▸ TAREFAS A REALIZAR
**1.** Reescreva o trecho da resenha que vai de "Sem trocadilhos, a" até "de mau gosto.", trocando "Mathilde Loisel" por "Madame Loisel".
**2.** Quais escritores têm os anos de nascimento e morte indicados entre parênteses na resenha?

O Horla, A Cabeleira, A Mão, O Colar, de Guy de Maupassant

A editora Artes e Ofícios acaba de lançar uma excelente coletânea de contos de Guy de Maupassant (1850-1893), autor injustamente esquecido por estas plagas. Autor de romances, peças de teatro e principalmente de cerca de 300 contos, Maupassant foi um imenso escritor. Começou como discípulo de Gustave Flaubert (1821-1880), de quem foi efetivamente um aprendiz. Flaubert teria ensinado o futuro escritor a observar. Fazia-o olhar, por exemplo, para uma determinada árvore até que esta se distinguisse das outras por alguma característica que a fizesse merecer ser descrita literariamente. Porém, se Flaubert ensinou e viveu mais do que Maupassant, o discípulo logo deixou de observar tanto as árvores e escreveu em quantidade muito maior que o mestre. E, se parte da obra de Maupassant é realista, de grande apuro psicológico e extraordinariamente bem escrita como o faria Flaubert, o autor tinha bastante desenvolvida outra faceta cuja maior influência era a do americano Edgar Allan Poe (1809-1849).

Os três contos iniciais desta coletânea — O Horla, A Cabeleira e A Mão — focam este labo B, não flaubertiano, do escritor francês. O Horla é uma bela narrativa sobre o tema do duplo e da loucura aos moldes do William Wilson de Poe. A Cabeleira é escrito num clima peculiar de necrofilia erótica. Este conto, lido na adolescência e relido trinta anos depois, cresce muito pelos significados que apenas ficam a nossa disposição com a idade, infelizmente. Já A Mão é uma daquelas histórias de terror ao estilo das que escreveria anos depois H. P. Lovecraft (1890-1937), mas sem utilizar a adjetivação pesada e exagerada do americano. Um flaubertiano é elegante até, e principalmente, no terror.

Sem trocadilhos, a grande joia deste livro é O Colar. Além de ter criado uma grande história sobre o comportamento e submissão social, Maupassant chega aqui a uma execução perfeita. Um clássico irretocável que as dezenas de tentativas de adaptação para o cinema e a televisão tornaram ainda maior. O drama de Mathilde Loisel, ao dedicar sua vida ao pagamento de uma dívida, possui uma carga de humanidade e emoção que o tornam um dos melhores já escritos, valendo até trocadinhos de mau gosto.

8 comments / Add your comment below

  1. Há duas coletâneas maiores de Maupassant, uma com 125 contos, com aquela capa horrível que distingue lançamento da mesma editora, e outra menor, se não me engano da Record, esta também com o impagável Bola de Sebo e outros mais. Sugiro aos interessados que procurem essas outras coletâneas mais abrangentes, embora esta última talvez seja também interessante para conferir a qualidade da tradução, para quem leu as outras ou conhece os textos em francês.

[Entradas de um conjunto de anotações por pontos]
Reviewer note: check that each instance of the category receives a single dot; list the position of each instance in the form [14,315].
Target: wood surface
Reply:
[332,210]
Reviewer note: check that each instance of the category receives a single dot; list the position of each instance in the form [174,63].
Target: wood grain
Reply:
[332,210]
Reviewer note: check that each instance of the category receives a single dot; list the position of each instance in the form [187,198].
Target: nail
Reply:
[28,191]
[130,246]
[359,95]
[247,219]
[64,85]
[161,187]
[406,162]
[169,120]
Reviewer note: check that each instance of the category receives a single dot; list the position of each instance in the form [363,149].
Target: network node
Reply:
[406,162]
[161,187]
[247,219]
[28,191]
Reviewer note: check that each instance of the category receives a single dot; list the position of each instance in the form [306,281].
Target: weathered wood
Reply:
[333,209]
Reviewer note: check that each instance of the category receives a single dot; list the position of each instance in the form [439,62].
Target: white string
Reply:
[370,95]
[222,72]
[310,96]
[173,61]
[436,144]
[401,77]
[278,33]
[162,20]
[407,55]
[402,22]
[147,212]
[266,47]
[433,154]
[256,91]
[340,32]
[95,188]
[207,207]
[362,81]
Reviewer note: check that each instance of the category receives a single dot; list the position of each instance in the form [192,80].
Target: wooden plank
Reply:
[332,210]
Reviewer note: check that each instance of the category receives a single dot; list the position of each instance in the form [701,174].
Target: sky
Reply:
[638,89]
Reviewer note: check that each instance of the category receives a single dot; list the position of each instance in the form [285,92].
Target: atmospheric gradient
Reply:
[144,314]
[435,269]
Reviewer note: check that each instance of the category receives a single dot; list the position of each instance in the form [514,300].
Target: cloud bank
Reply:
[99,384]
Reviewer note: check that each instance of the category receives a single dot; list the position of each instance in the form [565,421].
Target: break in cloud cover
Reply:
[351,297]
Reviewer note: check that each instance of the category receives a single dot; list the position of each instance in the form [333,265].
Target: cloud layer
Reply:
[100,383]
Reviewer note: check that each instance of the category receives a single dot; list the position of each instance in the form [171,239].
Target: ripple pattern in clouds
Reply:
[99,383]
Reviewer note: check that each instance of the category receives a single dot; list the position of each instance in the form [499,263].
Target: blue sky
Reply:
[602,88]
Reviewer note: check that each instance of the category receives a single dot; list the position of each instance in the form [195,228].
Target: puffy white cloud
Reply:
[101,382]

▸ LISTA DE SOLUÇÕES
**1.**
Sem trocadilhos, a grande joia deste livro é O Colar. Além de ter criado uma grande história sobre o comportamento e submissão social, Maupassant chega aqui a uma execução perfeita. Um clássico irretocável que as dezenas de tentativas de adaptação para o cinema e a televisão tornaram ainda maior. O drama de Madame Loisel, ao dedicar sua vida ao pagamento de uma dívida, possui uma carga de humanidade e emoção que o tornam um dos melhores já escritos, valendo até trocadinhos de mau gosto.

**2.**
- Guy de Maupassant (1850-1893)
- Gustave Flaubert (1821-1880)
- Edgar Allan Poe (1809-1849)
- H. P. Lovecraft (1890-1937)